Copy the line with "Indicate the insect leg" and all lines following it through the last line of the entries, exactly as written.

(Items from a data source)
-------------------------

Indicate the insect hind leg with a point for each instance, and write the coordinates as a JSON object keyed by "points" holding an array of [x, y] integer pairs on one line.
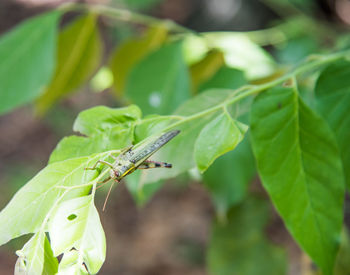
{"points": [[148, 164], [97, 162]]}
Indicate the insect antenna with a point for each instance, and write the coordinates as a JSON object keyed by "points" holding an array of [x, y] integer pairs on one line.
{"points": [[109, 192]]}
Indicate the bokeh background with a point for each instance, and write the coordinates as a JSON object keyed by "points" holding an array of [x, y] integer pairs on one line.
{"points": [[170, 233]]}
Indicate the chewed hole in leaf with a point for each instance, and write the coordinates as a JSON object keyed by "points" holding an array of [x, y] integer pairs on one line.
{"points": [[71, 217], [155, 99]]}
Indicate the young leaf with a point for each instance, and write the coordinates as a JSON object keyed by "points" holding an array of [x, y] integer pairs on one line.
{"points": [[36, 257], [130, 52], [76, 225], [228, 177], [27, 55], [299, 164], [218, 137], [240, 247], [160, 82], [106, 129], [190, 118], [241, 53], [141, 192], [333, 100], [79, 54], [33, 204]]}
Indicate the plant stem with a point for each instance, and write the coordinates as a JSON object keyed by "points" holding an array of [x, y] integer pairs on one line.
{"points": [[311, 63], [124, 15]]}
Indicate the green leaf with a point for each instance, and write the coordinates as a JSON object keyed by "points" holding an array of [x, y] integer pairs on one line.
{"points": [[76, 224], [299, 164], [79, 54], [240, 247], [333, 100], [160, 82], [190, 118], [228, 177], [106, 129], [225, 78], [206, 68], [297, 49], [27, 55], [218, 137], [36, 257], [241, 53], [32, 206], [132, 51], [342, 265]]}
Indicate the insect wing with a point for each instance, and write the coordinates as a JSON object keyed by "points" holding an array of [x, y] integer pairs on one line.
{"points": [[139, 156]]}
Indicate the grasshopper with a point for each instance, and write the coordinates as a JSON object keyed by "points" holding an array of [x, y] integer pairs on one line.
{"points": [[131, 159]]}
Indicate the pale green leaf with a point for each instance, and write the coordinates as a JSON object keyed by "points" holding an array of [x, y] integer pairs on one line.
{"points": [[32, 205], [106, 129], [241, 53], [36, 257], [206, 68], [132, 51], [228, 177], [190, 118], [160, 82], [141, 192], [299, 164], [333, 100], [79, 54], [239, 246], [218, 137], [76, 224], [27, 55]]}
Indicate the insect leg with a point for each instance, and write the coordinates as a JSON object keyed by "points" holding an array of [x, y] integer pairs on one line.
{"points": [[104, 181], [147, 164], [127, 149], [97, 162]]}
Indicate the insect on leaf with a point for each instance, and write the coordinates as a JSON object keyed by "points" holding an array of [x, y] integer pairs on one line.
{"points": [[27, 55]]}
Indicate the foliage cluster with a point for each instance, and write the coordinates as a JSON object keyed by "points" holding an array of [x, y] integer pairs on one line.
{"points": [[240, 112]]}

-------------------------

### Answer to this problem
Indicate the insect leg with a point for each instance, and write the coordinates as a JSON object keyed by "points" holding an array of [x, y] integer pairs on one line.
{"points": [[104, 181], [147, 164], [127, 149], [97, 162]]}
Indicate the insect on leaf with a point for each instance, and write the coordinates as a JSON object keyed by "points" holding an array of [x, y] integer pairs on one line.
{"points": [[27, 55]]}
Indicate the foliage cluster with a point for each instance, and write the coordinates as a JSON object keyed by "points" holding an array of [x, y] integer pairs on one line.
{"points": [[240, 112]]}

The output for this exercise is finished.